WHAT THIS TASK INVOLVES: Write each entry again exactly as shown, but without the images it holds.

INPUT MATERIAL:
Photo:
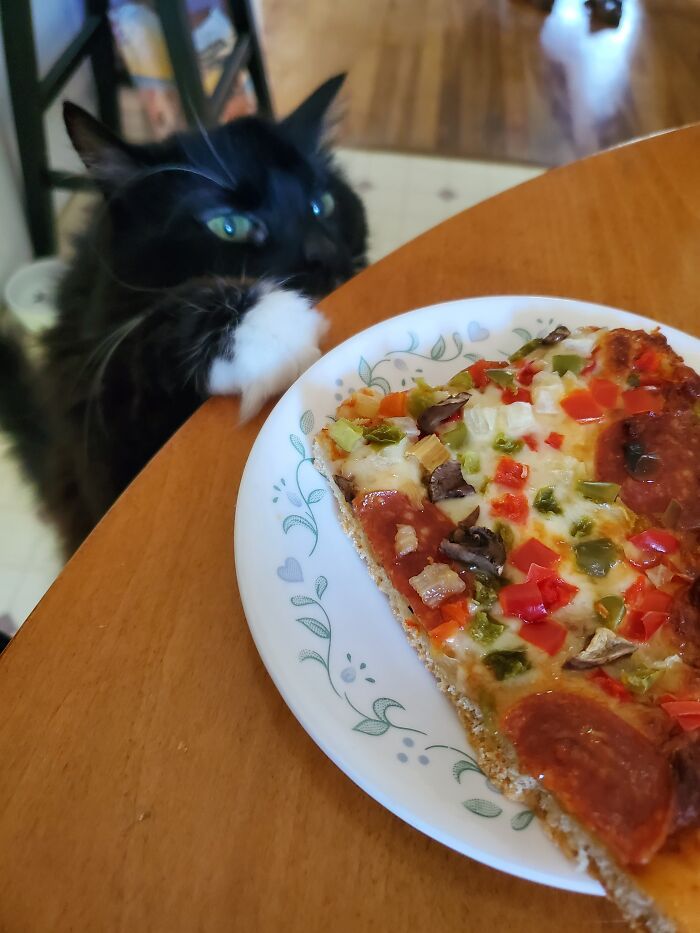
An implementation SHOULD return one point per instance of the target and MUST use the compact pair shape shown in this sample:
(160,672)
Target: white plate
(324,631)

TASK RESULT:
Photo:
An implementation SHOULD return one point per instance of the target and MUST use the compact pair shape shown in this sample:
(160,672)
Target: white plate
(324,631)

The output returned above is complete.